**Aim of the task**
Once the line containing "Place one keypoint on each instance of the asphalt" is found, set down that line and each one after it exactly, through the end of the entries.

**Records supplied**

Segment Open

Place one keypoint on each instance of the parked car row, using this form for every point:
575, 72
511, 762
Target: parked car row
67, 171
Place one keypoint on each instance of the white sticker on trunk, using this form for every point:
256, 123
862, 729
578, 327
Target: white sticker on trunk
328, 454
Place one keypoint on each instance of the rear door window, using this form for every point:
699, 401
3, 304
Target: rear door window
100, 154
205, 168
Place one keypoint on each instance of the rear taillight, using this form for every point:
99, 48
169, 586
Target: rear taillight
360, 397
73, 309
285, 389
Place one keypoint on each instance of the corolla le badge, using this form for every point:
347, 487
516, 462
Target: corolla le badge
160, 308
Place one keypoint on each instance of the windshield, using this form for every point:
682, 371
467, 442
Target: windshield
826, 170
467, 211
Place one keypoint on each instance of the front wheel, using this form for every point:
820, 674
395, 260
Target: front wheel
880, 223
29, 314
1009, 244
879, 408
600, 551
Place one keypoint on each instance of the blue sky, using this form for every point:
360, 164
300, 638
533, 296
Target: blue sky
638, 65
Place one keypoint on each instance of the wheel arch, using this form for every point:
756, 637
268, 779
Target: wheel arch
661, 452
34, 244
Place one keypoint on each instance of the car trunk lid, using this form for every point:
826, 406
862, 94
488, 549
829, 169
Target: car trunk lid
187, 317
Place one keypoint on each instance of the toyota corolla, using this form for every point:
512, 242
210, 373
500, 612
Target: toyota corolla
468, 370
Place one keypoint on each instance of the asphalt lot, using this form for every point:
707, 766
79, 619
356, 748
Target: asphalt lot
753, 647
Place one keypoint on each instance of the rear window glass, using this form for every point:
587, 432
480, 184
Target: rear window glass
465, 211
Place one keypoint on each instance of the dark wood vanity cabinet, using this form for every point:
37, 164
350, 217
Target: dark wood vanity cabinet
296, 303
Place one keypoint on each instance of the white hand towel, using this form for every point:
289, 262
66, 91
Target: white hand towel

Segment Closed

**Exercise result**
Place one keypoint on each instance of the asphalt lot, using this form for every point:
707, 766
79, 619
356, 748
Target: asphalt lot
753, 647
Place one keypoint on each instance of the rear window glass, using this form for every point:
587, 432
480, 184
Target: rear window glass
465, 211
Place one keypoint on each instance of the dark wood vanity cabinet, using this form for every point:
37, 164
350, 217
Target: dark wood vanity cabinet
296, 303
Place one keypoint on each instance of the white hand towel, using this form for every point:
289, 262
66, 91
Target: white hand towel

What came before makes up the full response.